[Task requirements] Rewrite the lines from the one containing "Practice. Identify the hanging" through the end of the records, putting "suspended tool" in place of "hanging tool" and leaving everything else as it is.

[Exercise input]
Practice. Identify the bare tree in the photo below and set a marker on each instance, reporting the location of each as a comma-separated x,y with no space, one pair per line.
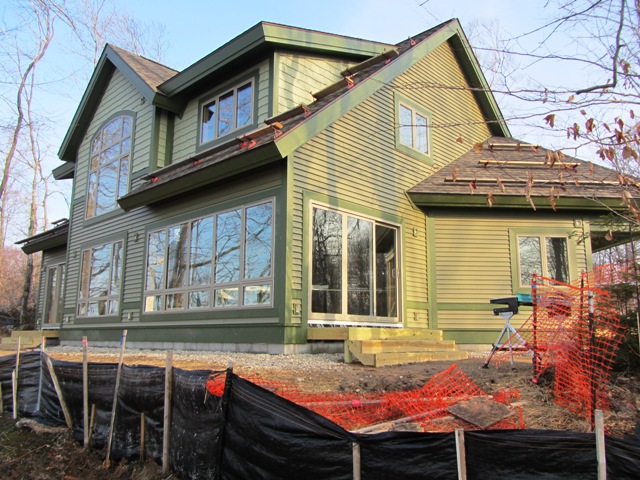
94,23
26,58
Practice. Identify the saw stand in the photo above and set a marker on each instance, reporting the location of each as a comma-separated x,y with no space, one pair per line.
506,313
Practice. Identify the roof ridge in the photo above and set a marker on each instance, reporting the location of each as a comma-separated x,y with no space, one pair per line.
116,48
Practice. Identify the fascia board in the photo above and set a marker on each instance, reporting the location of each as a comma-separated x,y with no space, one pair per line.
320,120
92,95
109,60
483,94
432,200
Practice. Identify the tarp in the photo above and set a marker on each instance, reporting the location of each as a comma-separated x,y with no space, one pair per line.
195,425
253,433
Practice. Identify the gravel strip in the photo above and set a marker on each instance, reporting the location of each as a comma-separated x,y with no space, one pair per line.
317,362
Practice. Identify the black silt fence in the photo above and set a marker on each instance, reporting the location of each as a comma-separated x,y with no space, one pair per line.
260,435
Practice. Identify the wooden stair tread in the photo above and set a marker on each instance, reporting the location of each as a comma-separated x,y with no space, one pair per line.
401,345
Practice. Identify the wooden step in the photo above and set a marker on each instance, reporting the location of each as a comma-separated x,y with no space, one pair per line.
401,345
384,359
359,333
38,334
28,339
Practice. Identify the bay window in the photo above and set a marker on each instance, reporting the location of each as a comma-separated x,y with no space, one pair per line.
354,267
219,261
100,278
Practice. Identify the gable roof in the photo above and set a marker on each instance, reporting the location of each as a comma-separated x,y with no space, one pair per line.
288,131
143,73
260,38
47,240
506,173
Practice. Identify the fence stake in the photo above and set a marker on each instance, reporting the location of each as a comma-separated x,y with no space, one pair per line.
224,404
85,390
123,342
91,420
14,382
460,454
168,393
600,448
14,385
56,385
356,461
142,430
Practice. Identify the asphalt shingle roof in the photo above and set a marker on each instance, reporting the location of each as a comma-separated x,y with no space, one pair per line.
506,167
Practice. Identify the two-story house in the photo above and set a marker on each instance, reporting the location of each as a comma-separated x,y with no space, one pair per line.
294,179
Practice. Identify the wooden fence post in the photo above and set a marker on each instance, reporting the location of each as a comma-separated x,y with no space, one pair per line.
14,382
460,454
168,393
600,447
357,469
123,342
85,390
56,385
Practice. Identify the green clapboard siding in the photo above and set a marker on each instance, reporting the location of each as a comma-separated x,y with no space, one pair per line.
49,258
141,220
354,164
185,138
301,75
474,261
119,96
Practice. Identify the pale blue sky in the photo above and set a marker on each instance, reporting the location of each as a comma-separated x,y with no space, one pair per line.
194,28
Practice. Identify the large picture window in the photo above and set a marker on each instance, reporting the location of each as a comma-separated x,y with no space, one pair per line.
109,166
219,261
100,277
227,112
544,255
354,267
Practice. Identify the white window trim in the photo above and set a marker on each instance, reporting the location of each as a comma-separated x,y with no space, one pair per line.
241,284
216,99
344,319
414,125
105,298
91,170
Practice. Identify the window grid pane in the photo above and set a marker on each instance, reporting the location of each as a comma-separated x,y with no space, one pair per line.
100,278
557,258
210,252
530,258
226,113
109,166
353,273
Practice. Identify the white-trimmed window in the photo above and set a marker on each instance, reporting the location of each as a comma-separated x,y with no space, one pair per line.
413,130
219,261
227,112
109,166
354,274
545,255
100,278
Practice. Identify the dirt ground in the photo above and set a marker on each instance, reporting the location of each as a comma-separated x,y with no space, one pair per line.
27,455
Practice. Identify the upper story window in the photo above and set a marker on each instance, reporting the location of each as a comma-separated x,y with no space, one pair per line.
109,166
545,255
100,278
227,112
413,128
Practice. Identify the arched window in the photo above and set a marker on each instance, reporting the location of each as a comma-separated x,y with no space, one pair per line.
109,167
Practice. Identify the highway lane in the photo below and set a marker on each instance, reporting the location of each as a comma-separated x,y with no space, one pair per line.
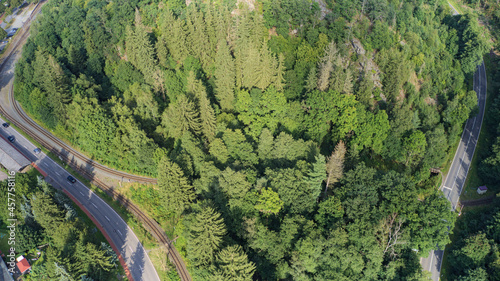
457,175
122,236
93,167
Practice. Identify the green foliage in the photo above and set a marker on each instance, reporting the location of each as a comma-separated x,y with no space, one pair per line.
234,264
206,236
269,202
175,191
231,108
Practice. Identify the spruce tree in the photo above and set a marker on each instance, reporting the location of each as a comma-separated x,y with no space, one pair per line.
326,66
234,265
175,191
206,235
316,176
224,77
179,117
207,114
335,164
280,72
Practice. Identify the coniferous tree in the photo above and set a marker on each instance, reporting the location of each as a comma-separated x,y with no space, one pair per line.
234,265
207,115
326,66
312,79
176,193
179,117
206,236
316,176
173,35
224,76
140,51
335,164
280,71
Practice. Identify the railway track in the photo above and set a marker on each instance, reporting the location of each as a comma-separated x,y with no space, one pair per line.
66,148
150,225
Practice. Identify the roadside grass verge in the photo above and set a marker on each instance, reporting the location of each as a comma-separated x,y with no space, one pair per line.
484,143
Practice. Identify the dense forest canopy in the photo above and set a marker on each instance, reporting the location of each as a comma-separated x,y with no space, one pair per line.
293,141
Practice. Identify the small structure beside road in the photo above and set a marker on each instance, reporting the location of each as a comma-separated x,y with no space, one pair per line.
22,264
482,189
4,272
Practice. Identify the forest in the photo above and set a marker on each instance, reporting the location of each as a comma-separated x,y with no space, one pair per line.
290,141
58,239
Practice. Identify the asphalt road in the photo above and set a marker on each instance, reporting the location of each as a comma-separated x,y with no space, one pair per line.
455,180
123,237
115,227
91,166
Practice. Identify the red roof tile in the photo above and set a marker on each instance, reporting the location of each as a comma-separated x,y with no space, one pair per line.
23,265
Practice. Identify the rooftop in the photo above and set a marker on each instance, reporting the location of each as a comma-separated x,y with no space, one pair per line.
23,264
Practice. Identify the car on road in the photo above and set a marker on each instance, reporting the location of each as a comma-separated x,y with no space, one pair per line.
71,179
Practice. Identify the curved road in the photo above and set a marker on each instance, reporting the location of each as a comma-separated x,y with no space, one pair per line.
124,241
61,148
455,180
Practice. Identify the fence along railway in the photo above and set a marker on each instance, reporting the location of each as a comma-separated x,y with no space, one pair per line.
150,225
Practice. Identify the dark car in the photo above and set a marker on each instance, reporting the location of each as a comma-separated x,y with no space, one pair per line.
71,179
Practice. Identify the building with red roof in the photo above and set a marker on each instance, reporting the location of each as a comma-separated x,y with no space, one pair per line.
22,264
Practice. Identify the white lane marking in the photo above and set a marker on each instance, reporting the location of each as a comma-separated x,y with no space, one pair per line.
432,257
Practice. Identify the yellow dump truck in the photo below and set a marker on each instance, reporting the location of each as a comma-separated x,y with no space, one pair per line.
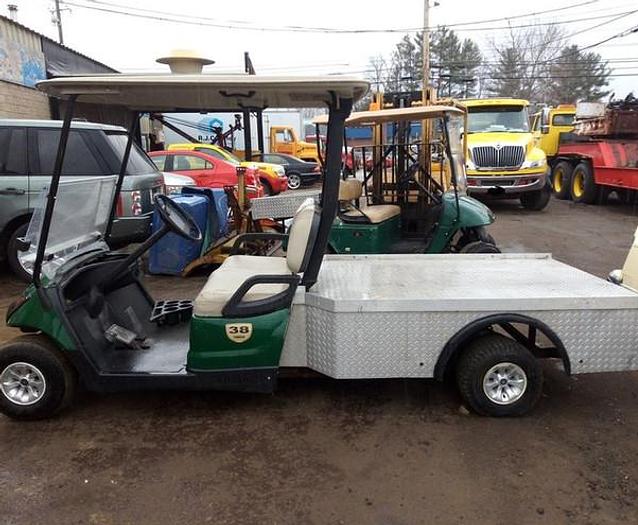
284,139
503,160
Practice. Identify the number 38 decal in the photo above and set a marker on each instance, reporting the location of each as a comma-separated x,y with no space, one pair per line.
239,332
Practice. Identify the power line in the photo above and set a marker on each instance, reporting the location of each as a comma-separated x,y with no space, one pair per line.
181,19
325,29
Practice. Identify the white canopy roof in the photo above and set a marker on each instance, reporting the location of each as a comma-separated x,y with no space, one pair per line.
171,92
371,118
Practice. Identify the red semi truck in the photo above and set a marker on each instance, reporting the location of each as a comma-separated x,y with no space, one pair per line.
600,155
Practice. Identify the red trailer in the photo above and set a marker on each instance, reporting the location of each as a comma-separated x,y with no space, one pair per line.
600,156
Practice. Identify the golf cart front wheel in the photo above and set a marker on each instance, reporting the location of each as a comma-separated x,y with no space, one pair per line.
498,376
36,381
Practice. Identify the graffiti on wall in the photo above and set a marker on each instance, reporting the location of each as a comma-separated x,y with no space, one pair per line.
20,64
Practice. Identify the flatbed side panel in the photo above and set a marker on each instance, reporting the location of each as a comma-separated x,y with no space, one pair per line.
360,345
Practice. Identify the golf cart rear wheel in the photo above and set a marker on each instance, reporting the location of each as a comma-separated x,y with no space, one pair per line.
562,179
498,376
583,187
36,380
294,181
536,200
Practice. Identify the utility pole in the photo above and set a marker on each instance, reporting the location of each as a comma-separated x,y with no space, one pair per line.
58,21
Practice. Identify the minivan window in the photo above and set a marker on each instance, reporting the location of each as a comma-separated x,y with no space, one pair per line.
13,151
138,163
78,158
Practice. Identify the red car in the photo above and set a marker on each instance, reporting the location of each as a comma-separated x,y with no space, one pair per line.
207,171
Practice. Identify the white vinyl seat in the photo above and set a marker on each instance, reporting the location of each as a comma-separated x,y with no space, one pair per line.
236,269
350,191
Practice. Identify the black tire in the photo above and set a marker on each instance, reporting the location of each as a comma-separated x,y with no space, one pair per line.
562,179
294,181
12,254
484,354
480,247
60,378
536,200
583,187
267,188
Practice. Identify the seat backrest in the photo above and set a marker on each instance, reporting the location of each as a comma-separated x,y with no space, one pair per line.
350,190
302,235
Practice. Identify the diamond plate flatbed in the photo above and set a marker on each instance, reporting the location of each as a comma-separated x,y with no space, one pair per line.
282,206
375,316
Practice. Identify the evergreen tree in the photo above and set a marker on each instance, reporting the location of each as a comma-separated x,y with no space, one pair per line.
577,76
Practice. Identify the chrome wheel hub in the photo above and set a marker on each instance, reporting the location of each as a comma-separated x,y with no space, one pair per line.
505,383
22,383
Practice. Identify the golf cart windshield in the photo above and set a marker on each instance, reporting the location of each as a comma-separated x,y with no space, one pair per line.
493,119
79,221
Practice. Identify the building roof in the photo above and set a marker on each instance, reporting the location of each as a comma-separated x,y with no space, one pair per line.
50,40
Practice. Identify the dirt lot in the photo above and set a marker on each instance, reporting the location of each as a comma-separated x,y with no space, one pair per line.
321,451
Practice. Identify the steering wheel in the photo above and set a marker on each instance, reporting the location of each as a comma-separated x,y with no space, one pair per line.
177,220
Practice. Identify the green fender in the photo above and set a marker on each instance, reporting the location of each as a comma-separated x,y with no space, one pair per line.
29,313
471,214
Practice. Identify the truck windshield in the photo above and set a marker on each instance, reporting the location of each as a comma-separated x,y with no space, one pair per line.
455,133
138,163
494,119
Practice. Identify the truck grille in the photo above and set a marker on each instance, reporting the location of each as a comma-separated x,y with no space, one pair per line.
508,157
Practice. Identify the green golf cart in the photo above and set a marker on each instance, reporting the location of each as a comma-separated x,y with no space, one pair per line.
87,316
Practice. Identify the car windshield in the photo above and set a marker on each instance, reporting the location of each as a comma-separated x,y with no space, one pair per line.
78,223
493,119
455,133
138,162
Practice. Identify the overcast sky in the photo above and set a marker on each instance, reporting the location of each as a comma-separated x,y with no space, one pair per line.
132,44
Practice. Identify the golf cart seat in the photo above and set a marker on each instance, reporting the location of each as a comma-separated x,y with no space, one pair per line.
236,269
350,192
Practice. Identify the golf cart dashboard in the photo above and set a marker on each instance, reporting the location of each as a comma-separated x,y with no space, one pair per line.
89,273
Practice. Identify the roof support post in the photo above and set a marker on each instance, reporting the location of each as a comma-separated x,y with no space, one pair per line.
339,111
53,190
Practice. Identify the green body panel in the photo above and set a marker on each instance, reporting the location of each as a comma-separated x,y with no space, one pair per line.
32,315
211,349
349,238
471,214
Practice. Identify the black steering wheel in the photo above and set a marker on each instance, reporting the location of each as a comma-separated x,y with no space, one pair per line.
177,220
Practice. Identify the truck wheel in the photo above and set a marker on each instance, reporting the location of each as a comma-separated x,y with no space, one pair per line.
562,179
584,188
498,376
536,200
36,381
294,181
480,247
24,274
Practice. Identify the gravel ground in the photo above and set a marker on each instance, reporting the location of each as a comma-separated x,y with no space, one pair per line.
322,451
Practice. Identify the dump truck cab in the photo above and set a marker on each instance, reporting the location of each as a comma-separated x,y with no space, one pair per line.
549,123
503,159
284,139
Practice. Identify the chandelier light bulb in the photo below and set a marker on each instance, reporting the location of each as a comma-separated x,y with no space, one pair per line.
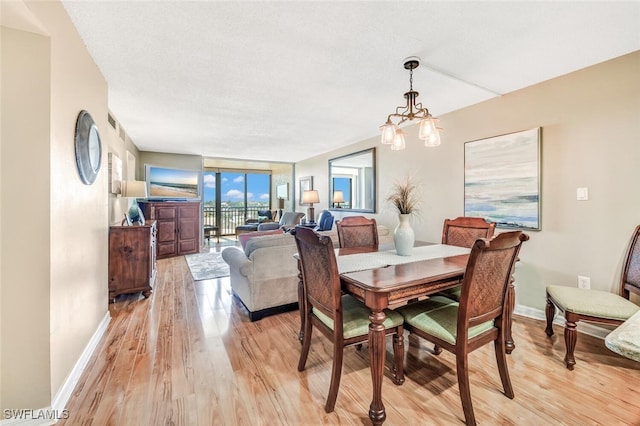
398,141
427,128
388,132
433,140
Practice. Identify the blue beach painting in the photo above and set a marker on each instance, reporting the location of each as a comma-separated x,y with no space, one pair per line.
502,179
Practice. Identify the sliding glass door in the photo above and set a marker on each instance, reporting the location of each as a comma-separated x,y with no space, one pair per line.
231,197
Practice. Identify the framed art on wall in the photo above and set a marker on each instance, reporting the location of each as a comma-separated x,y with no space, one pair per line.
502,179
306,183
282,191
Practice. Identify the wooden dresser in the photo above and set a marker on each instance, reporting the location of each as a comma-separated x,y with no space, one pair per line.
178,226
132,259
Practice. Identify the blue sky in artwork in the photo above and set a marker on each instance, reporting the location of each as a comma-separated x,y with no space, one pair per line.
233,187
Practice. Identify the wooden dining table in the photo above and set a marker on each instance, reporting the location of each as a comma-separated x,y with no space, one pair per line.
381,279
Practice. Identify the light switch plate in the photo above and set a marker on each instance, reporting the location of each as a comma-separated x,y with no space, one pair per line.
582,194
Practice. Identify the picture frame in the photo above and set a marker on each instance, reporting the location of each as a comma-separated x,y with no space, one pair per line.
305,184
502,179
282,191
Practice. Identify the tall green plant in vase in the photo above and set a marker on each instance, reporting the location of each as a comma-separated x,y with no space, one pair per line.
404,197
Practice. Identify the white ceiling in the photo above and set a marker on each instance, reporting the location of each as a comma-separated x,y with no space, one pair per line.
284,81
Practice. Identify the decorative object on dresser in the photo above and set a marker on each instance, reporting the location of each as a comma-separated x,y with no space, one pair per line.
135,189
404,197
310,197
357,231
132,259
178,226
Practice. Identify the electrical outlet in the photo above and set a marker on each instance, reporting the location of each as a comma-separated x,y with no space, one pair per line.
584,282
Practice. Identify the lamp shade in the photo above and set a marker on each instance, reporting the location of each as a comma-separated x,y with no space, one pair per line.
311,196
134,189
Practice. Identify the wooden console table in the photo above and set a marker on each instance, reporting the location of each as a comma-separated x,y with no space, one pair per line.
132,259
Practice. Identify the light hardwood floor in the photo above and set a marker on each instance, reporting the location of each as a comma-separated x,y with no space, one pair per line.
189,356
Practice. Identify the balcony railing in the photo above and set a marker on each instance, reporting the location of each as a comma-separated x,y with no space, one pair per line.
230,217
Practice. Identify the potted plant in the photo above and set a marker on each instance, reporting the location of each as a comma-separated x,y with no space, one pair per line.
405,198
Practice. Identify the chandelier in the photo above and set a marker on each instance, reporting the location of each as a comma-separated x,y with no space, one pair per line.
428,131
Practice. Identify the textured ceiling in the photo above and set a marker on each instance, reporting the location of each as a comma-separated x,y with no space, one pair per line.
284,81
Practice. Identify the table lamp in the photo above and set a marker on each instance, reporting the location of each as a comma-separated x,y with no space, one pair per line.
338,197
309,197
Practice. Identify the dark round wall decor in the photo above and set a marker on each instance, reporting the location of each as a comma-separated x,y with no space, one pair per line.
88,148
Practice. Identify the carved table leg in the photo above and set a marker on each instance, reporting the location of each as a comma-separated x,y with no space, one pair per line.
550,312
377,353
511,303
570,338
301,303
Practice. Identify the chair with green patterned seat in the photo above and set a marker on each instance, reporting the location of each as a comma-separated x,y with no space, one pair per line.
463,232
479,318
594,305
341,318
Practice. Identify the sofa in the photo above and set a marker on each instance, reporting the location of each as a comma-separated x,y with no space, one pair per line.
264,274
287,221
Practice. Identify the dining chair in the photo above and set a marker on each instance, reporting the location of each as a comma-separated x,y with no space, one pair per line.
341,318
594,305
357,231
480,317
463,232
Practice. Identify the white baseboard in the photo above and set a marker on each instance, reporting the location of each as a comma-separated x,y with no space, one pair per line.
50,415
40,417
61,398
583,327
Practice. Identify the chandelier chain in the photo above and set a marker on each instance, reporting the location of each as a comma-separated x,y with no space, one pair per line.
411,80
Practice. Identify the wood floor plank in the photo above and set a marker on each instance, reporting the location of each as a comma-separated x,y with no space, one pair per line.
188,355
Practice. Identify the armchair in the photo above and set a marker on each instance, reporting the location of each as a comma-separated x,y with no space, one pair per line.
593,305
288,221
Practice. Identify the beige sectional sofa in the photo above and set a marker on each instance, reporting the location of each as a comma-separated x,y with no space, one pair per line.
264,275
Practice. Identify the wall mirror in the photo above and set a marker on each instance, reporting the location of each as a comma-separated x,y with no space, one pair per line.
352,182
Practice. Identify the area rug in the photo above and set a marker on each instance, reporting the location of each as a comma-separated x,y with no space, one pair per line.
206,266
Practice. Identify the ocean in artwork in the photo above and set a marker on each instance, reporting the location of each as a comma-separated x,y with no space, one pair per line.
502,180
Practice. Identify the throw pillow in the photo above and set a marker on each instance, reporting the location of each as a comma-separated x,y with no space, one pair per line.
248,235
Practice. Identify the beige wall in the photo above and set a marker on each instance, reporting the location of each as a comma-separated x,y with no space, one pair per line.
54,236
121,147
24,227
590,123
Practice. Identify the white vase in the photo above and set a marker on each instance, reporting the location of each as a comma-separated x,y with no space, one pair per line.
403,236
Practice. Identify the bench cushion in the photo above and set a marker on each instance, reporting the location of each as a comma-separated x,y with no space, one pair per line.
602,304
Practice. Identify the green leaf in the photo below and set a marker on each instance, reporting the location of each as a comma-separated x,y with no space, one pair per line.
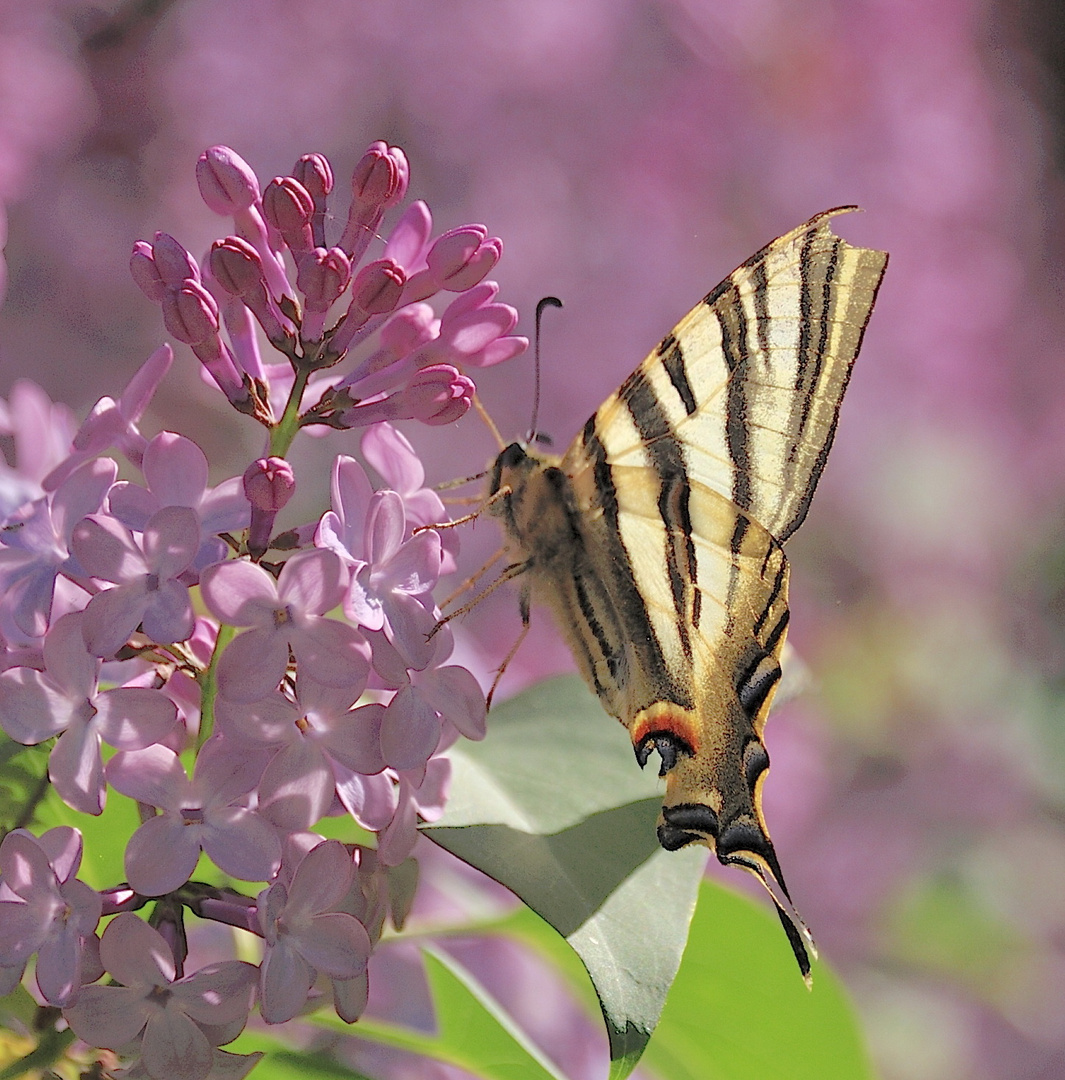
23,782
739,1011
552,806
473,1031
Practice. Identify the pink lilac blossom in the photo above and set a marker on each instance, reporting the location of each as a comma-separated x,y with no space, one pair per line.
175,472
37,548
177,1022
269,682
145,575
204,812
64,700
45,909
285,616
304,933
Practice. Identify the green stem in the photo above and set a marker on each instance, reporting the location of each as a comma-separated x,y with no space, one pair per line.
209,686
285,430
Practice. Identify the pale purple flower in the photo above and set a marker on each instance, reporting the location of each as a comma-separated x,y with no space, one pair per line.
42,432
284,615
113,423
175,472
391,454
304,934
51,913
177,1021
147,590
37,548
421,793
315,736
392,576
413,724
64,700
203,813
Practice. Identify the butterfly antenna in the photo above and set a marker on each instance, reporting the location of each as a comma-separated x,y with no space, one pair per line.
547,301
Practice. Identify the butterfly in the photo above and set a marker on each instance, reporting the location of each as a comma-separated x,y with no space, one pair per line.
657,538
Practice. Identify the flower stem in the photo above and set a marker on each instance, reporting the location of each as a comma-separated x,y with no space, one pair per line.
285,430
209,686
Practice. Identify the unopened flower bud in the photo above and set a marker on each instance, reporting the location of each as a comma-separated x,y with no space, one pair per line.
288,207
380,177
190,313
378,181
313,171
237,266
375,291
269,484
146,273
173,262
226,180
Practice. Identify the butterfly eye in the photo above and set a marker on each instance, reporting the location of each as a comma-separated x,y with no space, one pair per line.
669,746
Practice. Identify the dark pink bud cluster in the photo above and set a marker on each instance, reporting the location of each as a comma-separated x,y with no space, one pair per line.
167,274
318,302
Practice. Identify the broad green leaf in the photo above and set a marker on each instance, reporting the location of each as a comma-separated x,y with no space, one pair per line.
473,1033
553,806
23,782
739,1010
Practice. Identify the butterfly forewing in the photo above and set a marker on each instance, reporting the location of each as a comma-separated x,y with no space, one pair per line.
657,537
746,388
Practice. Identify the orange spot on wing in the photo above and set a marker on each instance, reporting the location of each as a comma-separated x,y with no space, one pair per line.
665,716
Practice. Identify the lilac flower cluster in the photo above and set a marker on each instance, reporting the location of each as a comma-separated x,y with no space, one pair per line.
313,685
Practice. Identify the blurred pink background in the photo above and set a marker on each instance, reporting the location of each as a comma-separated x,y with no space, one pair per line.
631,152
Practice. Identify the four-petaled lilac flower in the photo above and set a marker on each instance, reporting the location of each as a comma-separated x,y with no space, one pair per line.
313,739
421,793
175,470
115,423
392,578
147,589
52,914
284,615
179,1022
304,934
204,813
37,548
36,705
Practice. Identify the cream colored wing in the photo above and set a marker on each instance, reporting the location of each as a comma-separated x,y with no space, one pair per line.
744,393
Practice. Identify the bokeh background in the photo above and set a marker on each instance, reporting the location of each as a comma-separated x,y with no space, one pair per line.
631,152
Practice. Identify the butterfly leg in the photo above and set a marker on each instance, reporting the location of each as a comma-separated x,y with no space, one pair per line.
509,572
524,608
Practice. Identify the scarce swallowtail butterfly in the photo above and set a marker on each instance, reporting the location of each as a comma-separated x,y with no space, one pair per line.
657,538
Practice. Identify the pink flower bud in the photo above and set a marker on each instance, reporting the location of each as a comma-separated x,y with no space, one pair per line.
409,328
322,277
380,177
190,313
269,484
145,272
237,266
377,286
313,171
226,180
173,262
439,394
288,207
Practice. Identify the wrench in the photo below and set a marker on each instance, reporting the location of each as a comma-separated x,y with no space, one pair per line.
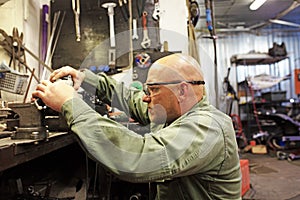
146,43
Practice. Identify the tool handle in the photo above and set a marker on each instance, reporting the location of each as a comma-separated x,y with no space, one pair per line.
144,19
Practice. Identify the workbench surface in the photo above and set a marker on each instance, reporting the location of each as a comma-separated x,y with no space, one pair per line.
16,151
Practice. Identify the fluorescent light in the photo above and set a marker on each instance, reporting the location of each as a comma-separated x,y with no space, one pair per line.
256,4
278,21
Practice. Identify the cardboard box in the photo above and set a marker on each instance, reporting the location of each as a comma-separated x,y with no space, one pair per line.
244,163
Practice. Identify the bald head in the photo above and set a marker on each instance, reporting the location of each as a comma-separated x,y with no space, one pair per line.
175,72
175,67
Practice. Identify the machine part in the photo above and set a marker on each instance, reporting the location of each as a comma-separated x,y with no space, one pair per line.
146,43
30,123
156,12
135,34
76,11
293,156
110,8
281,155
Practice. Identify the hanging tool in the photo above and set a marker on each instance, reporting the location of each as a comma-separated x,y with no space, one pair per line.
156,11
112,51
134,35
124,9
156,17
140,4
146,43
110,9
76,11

[Result of this exercise]
Practice. Identify the suspended tool in the photo above and set a marker on each instance, reporting the location of each as a comma-separated x,y with no space, one pair per line.
156,11
112,51
134,35
124,9
156,17
140,4
146,43
110,9
76,11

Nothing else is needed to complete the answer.